◆ Written task: List every line in the entries below that contains the string "display".

◆ Dataset:
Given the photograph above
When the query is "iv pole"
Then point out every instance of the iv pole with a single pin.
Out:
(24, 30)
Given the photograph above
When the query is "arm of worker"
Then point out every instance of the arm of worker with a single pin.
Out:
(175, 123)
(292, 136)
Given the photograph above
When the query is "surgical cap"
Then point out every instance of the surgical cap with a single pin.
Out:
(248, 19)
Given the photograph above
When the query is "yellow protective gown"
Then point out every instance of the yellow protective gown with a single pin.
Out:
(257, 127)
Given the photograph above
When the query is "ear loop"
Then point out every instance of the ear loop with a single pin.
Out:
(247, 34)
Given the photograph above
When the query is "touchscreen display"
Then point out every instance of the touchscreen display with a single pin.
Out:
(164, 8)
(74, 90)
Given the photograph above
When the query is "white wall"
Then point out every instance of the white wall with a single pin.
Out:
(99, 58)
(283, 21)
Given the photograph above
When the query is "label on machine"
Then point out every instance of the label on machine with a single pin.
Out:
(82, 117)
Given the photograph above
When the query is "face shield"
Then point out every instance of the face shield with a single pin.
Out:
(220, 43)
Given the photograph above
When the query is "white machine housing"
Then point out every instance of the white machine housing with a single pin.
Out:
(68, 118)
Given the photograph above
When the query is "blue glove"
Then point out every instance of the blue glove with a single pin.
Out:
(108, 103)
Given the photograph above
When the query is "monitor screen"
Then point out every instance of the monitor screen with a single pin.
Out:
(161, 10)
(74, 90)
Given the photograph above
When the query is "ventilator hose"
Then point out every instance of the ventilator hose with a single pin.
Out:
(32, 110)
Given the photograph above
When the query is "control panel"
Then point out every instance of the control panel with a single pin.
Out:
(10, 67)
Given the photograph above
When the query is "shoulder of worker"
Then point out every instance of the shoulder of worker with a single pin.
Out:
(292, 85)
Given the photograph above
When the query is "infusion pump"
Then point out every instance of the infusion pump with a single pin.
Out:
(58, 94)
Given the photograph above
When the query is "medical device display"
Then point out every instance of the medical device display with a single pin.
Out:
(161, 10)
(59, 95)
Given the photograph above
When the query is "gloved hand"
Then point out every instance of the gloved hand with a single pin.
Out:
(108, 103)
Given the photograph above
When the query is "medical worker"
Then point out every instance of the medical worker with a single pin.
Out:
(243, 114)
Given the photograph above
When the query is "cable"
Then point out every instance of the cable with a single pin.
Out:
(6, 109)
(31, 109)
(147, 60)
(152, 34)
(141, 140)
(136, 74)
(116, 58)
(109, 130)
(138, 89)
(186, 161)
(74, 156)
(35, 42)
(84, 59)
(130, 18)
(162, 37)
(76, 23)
...
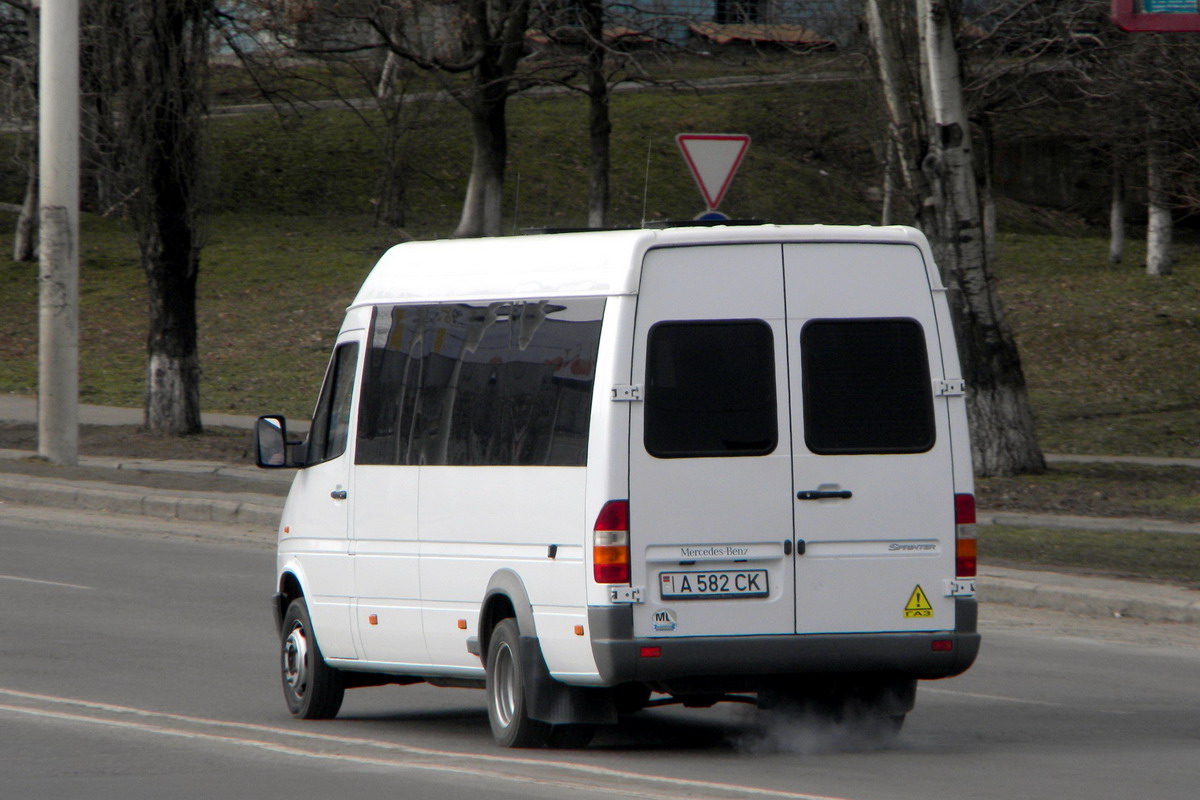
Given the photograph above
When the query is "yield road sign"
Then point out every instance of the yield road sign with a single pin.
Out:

◆ Answer in full:
When the query is "touchscreen display"
Then point out every instance of the touchscreen display with a single pin.
When the query is "medical device display"
Then point out every instance of the medical device display with a single pin.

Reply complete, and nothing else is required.